§ Problem
From the records below, pull out every line that contains the string "bird", and copy each one unchanged.
>> begin Data extract
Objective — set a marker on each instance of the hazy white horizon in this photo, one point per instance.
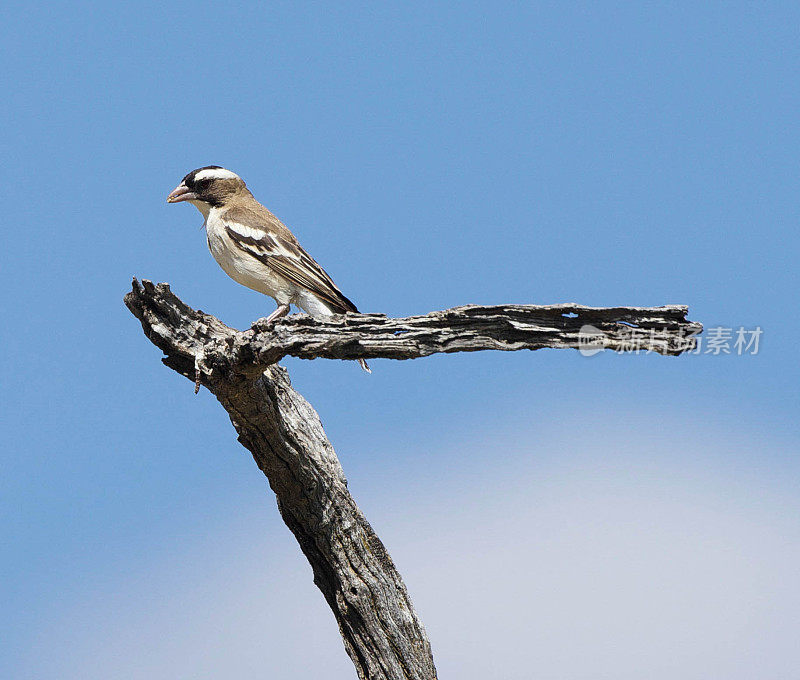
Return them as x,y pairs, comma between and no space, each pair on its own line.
>> end Data extract
>> begin Data extract
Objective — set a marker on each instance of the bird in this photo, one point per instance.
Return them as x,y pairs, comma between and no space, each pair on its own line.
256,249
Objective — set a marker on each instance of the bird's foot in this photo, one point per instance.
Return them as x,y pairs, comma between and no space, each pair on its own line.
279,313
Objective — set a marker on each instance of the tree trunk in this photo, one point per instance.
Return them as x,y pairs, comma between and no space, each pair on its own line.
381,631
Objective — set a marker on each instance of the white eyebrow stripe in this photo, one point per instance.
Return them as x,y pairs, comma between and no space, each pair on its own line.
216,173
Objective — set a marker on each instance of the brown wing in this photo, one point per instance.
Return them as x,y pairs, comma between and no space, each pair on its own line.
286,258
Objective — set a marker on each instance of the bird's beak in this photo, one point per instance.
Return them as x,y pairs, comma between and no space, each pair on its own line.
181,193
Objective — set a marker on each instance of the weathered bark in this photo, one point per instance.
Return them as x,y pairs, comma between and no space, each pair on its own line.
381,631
>> end Data extract
>> begin Data extract
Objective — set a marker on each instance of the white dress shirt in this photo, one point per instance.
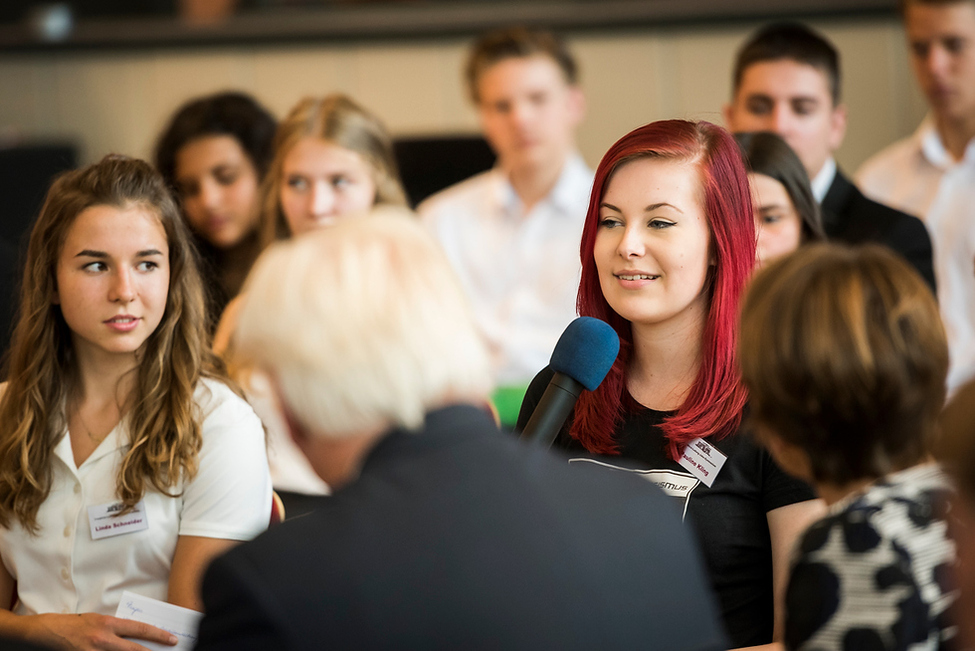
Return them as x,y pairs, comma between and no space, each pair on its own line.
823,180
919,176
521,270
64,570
>> end Data extract
§ Exercise output
Objective — set a marker on each instance of the bird in this photo, one point per instance.
Objective — set a marker on each instance of the bird's foot in this photo, one point per instance.
Objective — set a marker on each instance of the bird's beak in this photo, one point per instance.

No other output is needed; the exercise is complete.